Goal 1
List every girl group named in the concert review.
Goal 2
Rewrite the part of the concert review starting with "If you are a" and going on through "rush of representation.", changing "glee" to "joy".

Given text
§

If you are a fan of the more locally grown girl-group tradition that extends from the Crystals and the Shirelles in the early ‘60s forward to Fifth Harmony in the early 2000s — and then seems to have taken a pause there — your rightful inclination should be to look at Blackpink and think: “What’s not to love?” The answer for many American music fans will still be “plenty”; noses are easily turned up at the massive military-industrial complex that is K-pop, while there’s no such sniffing looking back at an independent U.S factory like the Brill Building. But however the sausage is made, what’s on stage and the reaction it induces is what matters most. And the reaction at a Blackpink show is cynicism-crushing glee… plus, for the half or so of the audience that shares the group’s Asian heritage, the palpable rush of representation.

Their well-publicized show last Friday at Coachella was their first full-ish North American gig, with maybe half the audience made up of the curious and half of “Blinks,” as their fan base is known. This official tour bow was fuller — running about twice as long, at an hour and 50 minutes and extending to 20 songs. (Not all of that extra hour was strictly musical: to cover one of the costume changes, there was a lengthy filmed car-wash and parking-lot car-chase sequence that was basically an epic-length commercial for tour sponsor Kia, though that brand name never appeared on screen; then, almost 10 minutes were taken by a curiously long encore delay that made you wonder if Elvis might actually have left the building.) That’s a longer show than expected for a group that only has two EPs out in America, and had nothing out from a major U.S. label before Interscope’s April 5 release of the five-song “Kill Your Love.” Needless to say, with this short trek across the U.S. — just six cities, all in arenas, all sold out — they are skipping the “paying dues” part of a climb to the top here and starting out as an insta-phenom, in most measurable ways. But the Forum audience responded instantly to the opening couple of notes of songs that pre-date their seeming two-month ascent in America. For the serious fans that have tracked them working their way up through the K-pop system since 2016, Blackpink might as well have been returning conquering heroines, so an almost two-hour “introduction” seemed like the most natural thing in the world.

Rosé flattered the crowd: “I’m really impressed at your Korean!” she said, following a performance of the new EP’s irresistible “Don’t Know What to Do About You,” which, like most of their songs, is bilingual. In this case, the entire tune is in Korean, except for the title and some stray “uhs,” which maybe are much the same in any language. For the non-Korean-speaking (or –learning) parts of the crowd, the equal enthusiasm for the parts of the songs not in English may be some kind of proof that the old “Don’t bore us, get to the chorus” maxim about listeners not caring about verses is true. Or, alternately, and maybe even an even better theorem, is that the exoticism of foreign-language pop is part of the appeal: It’s the 2010s version of ‘60s kids being in thrall to the accents of the British Invasion, taken to the next level —and any hesitations about lyrical vapidity vanish: Surely the words are as crafty as the music… if we only knew! But assuming that may not be enough for hardcore fans: Expect a big bump in Rosetta Stone Korean downloads this year.

§

[Stored records]
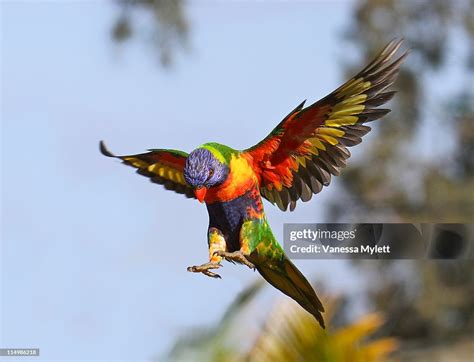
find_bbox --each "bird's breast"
[205,155,258,204]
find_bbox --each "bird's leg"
[188,227,226,278]
[214,249,255,270]
[188,263,222,278]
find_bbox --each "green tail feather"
[256,256,326,329]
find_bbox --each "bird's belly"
[207,191,262,251]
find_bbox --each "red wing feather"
[244,40,407,210]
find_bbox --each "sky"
[0,1,430,360]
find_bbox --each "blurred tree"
[334,0,474,360]
[112,0,189,67]
[167,281,397,362]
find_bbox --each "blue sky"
[0,1,430,360]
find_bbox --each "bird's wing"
[100,141,196,198]
[243,40,407,210]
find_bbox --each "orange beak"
[194,187,207,203]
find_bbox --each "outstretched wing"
[100,141,196,198]
[243,40,407,211]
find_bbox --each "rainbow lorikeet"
[100,40,406,328]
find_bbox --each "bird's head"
[184,148,229,202]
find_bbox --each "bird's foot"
[214,250,255,270]
[188,263,222,279]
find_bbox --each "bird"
[99,39,408,329]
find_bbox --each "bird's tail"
[256,256,325,328]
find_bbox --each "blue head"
[184,148,229,201]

§

Worked solution 1
the Crystals, the Shirelles, Fifth Harmony, Blackpink

Worked solution 2
If you are a fan of the more locally grown girl-group tradition that extends from the Crystals and the Shirelles in the early ‘60s forward to Fifth Harmony in the early 2000s — and then seems to have taken a pause there — your rightful inclination should be to look at Blackpink and think: “What’s not to love?” The answer for many American music fans will still be “plenty”; noses are easily turned up at the massive military-industrial complex that is K-pop, while there’s no such sniffing looking back at an independent U.S factory like the Brill Building. But however the sausage is made, what’s on stage and the reaction it induces is what matters most. And the reaction at a Blackpink show is cynicism-crushing joy… plus, for the half or so of the audience that shares the group’s Asian heritage, the palpable rush of representation.